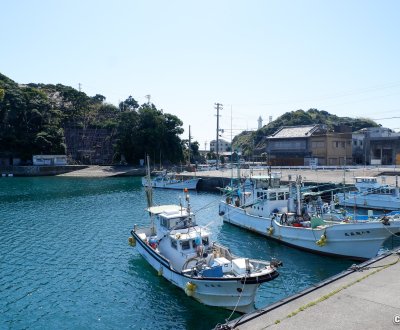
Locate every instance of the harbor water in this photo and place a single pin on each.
(65, 262)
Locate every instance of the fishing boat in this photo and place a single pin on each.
(171, 181)
(370, 194)
(277, 212)
(182, 252)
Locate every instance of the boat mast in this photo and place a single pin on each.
(298, 194)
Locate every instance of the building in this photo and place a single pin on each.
(309, 145)
(50, 160)
(223, 146)
(376, 146)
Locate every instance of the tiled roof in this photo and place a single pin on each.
(294, 132)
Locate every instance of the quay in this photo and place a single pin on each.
(366, 296)
(214, 178)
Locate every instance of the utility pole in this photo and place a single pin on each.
(148, 97)
(218, 106)
(190, 144)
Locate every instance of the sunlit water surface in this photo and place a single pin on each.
(65, 262)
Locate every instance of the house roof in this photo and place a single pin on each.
(286, 132)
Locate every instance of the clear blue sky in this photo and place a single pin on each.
(257, 58)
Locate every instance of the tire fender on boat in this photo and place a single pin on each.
(283, 220)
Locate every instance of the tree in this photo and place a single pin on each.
(130, 104)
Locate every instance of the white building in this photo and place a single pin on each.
(49, 160)
(222, 145)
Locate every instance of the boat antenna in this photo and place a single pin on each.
(149, 187)
(187, 198)
(298, 194)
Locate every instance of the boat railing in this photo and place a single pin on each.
(221, 251)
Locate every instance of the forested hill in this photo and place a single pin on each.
(33, 118)
(246, 140)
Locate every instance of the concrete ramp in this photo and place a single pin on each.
(104, 171)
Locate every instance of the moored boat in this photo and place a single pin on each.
(267, 211)
(370, 194)
(181, 251)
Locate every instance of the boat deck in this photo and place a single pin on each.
(366, 297)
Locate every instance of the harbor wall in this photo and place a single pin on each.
(38, 170)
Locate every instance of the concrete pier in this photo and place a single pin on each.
(366, 296)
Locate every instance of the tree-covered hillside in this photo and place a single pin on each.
(34, 117)
(249, 141)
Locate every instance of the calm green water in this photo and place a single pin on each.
(65, 262)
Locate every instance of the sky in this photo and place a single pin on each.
(255, 57)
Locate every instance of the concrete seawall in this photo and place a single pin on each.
(364, 297)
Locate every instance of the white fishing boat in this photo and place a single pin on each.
(182, 252)
(370, 194)
(171, 181)
(269, 209)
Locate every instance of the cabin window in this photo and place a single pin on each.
(164, 222)
(185, 245)
(174, 244)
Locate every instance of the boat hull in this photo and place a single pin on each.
(190, 184)
(358, 241)
(222, 292)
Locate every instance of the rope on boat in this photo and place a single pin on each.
(362, 268)
(225, 326)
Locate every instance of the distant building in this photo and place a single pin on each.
(223, 146)
(50, 160)
(309, 144)
(376, 146)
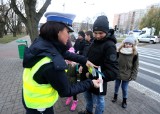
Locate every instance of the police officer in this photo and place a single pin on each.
(44, 77)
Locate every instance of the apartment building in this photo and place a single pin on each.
(130, 20)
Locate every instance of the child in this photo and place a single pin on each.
(71, 73)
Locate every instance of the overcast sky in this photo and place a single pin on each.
(92, 8)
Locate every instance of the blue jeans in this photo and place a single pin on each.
(92, 99)
(124, 86)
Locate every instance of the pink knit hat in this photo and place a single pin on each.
(71, 50)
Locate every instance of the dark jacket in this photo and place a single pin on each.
(87, 46)
(53, 73)
(79, 46)
(103, 53)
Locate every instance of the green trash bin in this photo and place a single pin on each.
(21, 47)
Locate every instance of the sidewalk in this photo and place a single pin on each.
(11, 85)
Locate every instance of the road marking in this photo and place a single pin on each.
(149, 64)
(148, 92)
(149, 78)
(150, 57)
(148, 70)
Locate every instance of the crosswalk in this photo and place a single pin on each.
(148, 80)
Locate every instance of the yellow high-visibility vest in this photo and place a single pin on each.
(37, 96)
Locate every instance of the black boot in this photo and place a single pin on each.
(115, 98)
(84, 112)
(124, 103)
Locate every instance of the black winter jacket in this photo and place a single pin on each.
(103, 53)
(53, 73)
(79, 46)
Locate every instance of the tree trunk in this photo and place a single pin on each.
(32, 30)
(14, 34)
(1, 29)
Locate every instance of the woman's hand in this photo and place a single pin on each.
(89, 64)
(96, 83)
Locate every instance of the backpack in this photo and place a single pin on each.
(134, 58)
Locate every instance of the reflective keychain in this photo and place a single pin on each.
(41, 110)
(93, 71)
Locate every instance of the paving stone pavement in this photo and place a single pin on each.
● ● ● ● ● ● ●
Could you transcribe the records above exactly, leaving every picture out?

Locate every instance of the harbor water in this photo and place a single pin on each.
(65, 262)
Locate every instance of the fishing boat in this photo and place a single pin on each.
(171, 181)
(370, 194)
(277, 212)
(182, 252)
Locate every instance of the boat mast in this photo and place a single pin on each.
(298, 194)
Locate every instance of the building in this photo and place a single pin on each.
(309, 145)
(50, 160)
(223, 146)
(376, 146)
Locate every instance of the tiled roof in this photo and place a single pin on each.
(294, 132)
Locate every instance of the quay in this photo and place a single pin on each.
(366, 296)
(214, 178)
Locate every instance of the utility pole in this photo and place a single pin on each.
(148, 97)
(218, 106)
(190, 144)
Locate every instance of the sunlit water surface in this photo and place a single pin on each.
(65, 262)
Locate every instance of the house roof in this photo and place a single pin on each.
(286, 132)
Locate every instance of the clear blue sky in this photo and place a single pin on each.
(257, 58)
Locate every instance of the tire fender on boat in this photo and place a single pin on each.
(283, 220)
Locate every instance of the tree in this photo and place a single pin on each.
(130, 104)
Locate every instance of the white building in this photo and place a single pin on each.
(49, 160)
(222, 145)
Locate every instance of the boat antenna in this photo and place a single pin on each.
(149, 187)
(187, 198)
(298, 194)
Locate every instance of the boat railing in this photo and place a single pin on each.
(221, 251)
Locate every instance of the forested hill in this photo and place a single pin on each.
(33, 118)
(246, 140)
Locate every instance of the concrete ramp in this photo and place a single pin on each.
(104, 171)
Locate every instance of the moored boat in this photo and place a single pin on each.
(267, 211)
(370, 194)
(181, 251)
Locate every instance of the boat deck in this photo and place a single pin on each.
(366, 297)
Locate every instance of the harbor wall in this photo and place a single pin on each.
(38, 170)
Locate every instance of the concrete pier in this photo and place a single pin on each.
(366, 296)
Locate every instance of the tree-covered hillside in this photo and place a single pin on each.
(34, 117)
(249, 141)
Locate every instance of the calm green water in this photo and place a single pin on each.
(65, 262)
Locate every instance of the sky in this photo and place a single pin on each.
(255, 57)
Locate every instance of the concrete seawall in this photo and place a single pin on each.
(364, 297)
Locate every instance of the white fishing boat in this photo and place a single pin on each.
(182, 252)
(370, 194)
(171, 181)
(269, 209)
Locate every instance of the cabin window in this photo and place a single pin on each.
(164, 222)
(185, 245)
(174, 244)
Locate every instance of the boat hull in this photo and place a single pin on each.
(190, 184)
(358, 241)
(222, 292)
Locate every instance of the rope on boat in this photo and place a single pin on each.
(362, 268)
(225, 326)
Locate every instance of the distant building in this photo and place a single pin on each.
(223, 146)
(50, 160)
(309, 144)
(376, 146)
Locate every instance of the police officer in this photo and place a single pin on each.
(44, 77)
Locate every instance of the apartment building in this photo and place a single pin on each.
(130, 20)
Locate every instance of the child in this photo and place a single pin on each.
(71, 73)
Locate every instance of the overcast sky in this photo and place a single pin on each.
(92, 8)
Locate every instance of the blue jeans in this photo and place a single pin on each.
(92, 99)
(124, 86)
Locate every instance of the pink knit hat in this photo and place a single pin on each.
(71, 50)
Locate every instance of the dark jacket in this photo and place a single pin on each.
(87, 46)
(53, 73)
(79, 46)
(103, 53)
Locate every instance of the green trash bin in this photo and place a single pin on each.
(21, 47)
Locate every instance of the sidewalk in this photo and place a single pin on each.
(11, 85)
Locate every instance of the road marking in this photo and place a single pin on each.
(149, 64)
(148, 92)
(149, 78)
(150, 57)
(148, 70)
Locate every instance of the crosswalk in this photo and place a single pin on each.
(148, 80)
Locate every instance of the yellow high-visibility vest in this photo and place a single pin on each.
(37, 96)
Locate every instance of the black boot in this photo and place a single pin on each.
(115, 98)
(84, 112)
(124, 103)
Locate every instance of the black winter jacket in this photo and place a single pin on each.
(103, 53)
(53, 73)
(79, 46)
Locate every instance of the tree trunk in this photo and place a single pin on each.
(32, 30)
(14, 34)
(1, 29)
Locate every instance of the woman's hand in this photo and place a single pin on each.
(89, 64)
(96, 83)
Locate every instance of the backpack in this photo and place a single pin on each.
(134, 58)
Locate every instance of the reflective keychain in this photo and place a single pin on each.
(41, 110)
(93, 71)
Locate every instance of the paving stone pavement in this photo and place a single pin on each.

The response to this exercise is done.